Selected passage
Ask medication, risk, trait, or supplement questions; answers tie back to the study JSON (and optional full reports).
What ships today (from the repo):
118 curated study files · 109 genes · 219 drug strings indexed (generics + brands + fuzzy/typo-friendly resolution, multilingual prompts)
19 disease-risk conditions · 31 traits
9 MCP tools (upload, medication check, PGx / risk / trait reports, comparisons, supplements, combined report)
Contributing: No code required to add evidence — drop a new JSON under data/pgx/studies/ and PR; the server indexes at runtime.
Install (stdio, local):
npx openpgx
Claude Desktop example:
{ "mcpServers": { "openpgx": { "command": "npx", "args": ["-y", "openpgx"] } } }
Site: https://openpgx.ai · Repo: https://github.com/open-pgx/openpgx · npm: https://www.npmjs.com/package/openpgx
There is also an optional hosted MCP endpoint for people who prefer zero install (data processed server-side with a short session TTL) — for maximum privacy, the local npx path above is the one I use.
I’d especially like feedback on the study JSON schema: we kept it deliberately small so a paper + rsIDs can become one file. What would you add or split differently for real-world use?
Disclaimer: educational / research tooling, not a substitute for a clinician or pharmacist.

How to complete this task
From the openpgx description, extract everything from "What ships today" down to "the one I use." word for word.

Collected data:

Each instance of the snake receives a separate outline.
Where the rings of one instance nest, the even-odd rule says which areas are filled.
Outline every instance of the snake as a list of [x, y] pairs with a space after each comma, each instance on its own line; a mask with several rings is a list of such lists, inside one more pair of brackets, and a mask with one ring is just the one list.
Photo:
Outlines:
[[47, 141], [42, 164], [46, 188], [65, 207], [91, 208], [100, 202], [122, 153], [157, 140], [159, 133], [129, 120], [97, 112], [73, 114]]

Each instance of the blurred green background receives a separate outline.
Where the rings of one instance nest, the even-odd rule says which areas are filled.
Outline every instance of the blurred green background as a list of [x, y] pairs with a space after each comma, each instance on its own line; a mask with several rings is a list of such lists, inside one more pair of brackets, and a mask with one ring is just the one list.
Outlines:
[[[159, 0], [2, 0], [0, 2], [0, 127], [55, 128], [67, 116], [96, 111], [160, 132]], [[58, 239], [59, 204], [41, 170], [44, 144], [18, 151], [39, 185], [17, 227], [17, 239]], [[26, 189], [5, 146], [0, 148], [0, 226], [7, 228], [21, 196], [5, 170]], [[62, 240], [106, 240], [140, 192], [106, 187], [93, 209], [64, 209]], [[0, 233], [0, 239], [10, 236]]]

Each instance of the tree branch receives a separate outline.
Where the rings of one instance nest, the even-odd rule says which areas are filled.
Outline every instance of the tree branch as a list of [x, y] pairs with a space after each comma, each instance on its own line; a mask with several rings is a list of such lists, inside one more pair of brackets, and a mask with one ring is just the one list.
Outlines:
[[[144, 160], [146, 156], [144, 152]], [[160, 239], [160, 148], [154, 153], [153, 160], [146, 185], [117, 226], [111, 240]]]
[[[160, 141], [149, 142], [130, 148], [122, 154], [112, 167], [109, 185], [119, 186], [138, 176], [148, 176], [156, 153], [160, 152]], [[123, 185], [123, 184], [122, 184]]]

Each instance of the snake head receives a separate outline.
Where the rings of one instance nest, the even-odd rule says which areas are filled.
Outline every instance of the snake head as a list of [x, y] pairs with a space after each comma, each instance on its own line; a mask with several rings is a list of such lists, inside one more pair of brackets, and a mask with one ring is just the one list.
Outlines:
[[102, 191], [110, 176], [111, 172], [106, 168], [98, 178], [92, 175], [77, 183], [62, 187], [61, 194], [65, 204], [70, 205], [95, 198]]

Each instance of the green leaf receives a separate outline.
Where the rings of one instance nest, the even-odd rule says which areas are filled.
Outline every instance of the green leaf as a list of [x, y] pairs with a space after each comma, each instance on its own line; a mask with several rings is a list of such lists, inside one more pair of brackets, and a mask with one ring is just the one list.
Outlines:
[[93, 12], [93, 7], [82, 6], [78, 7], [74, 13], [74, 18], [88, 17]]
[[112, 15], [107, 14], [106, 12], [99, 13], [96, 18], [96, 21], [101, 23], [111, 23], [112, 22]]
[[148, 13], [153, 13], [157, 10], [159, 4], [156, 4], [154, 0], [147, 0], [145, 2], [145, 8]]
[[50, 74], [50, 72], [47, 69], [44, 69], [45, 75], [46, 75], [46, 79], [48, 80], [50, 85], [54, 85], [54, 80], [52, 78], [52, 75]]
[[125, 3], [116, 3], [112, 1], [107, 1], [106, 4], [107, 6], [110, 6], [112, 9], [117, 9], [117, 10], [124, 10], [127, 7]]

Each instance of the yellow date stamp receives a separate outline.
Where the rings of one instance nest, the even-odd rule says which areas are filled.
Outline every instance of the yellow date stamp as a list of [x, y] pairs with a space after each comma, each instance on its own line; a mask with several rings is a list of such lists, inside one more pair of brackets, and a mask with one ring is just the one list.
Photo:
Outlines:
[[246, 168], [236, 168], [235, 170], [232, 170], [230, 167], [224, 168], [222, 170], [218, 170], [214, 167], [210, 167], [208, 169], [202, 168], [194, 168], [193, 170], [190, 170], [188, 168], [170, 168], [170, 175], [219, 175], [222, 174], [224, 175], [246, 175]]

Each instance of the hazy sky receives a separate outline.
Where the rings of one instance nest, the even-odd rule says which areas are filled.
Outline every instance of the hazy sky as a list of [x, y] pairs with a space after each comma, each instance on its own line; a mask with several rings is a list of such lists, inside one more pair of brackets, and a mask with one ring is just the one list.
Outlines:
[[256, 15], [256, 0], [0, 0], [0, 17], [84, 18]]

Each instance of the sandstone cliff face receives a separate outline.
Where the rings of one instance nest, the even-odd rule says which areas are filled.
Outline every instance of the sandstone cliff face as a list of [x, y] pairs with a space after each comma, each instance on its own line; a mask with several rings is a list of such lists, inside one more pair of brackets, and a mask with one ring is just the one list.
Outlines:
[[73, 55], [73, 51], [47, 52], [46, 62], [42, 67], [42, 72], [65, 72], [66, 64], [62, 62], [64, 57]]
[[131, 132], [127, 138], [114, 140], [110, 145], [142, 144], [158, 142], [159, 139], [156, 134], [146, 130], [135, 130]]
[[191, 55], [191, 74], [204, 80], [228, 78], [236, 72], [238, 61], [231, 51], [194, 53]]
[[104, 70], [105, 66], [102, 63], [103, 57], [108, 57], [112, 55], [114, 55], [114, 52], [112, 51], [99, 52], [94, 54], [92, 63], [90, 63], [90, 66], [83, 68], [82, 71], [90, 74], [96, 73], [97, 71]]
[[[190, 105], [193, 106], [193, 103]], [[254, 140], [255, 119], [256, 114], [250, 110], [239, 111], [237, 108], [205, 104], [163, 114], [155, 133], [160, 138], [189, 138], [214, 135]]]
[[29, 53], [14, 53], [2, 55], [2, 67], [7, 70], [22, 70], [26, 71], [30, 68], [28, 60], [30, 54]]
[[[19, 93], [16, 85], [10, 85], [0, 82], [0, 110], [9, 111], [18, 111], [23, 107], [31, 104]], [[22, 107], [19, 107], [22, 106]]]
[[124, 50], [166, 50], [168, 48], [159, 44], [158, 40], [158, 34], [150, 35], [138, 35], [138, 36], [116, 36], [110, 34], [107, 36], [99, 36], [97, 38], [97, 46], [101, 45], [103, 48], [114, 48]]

Expected answer
What ships today (from the repo):
118 curated study files · 109 genes · 219 drug strings indexed (generics + brands + fuzzy/typo-friendly resolution, multilingual prompts)
19 disease-risk conditions · 31 traits
9 MCP tools (upload, medication check, PGx / risk / trait reports, comparisons, supplements, combined report)
Contributing: No code required to add evidence — drop a new JSON under data/pgx/studies/ and PR; the server indexes at runtime.
Install (stdio, local):
npx openpgx
Claude Desktop example:
{ "mcpServers": { "openpgx": { "command": "npx", "args": ["-y", "openpgx"] } } }
Site: https://openpgx.ai · Repo: https://github.com/open-pgx/openpgx · npm: https://www.npmjs.com/package/openpgx
There is also an optional hosted MCP endpoint for people who prefer zero install (data processed server-side with a short session TTL) — for maximum privacy, the local npx path above is the one I use.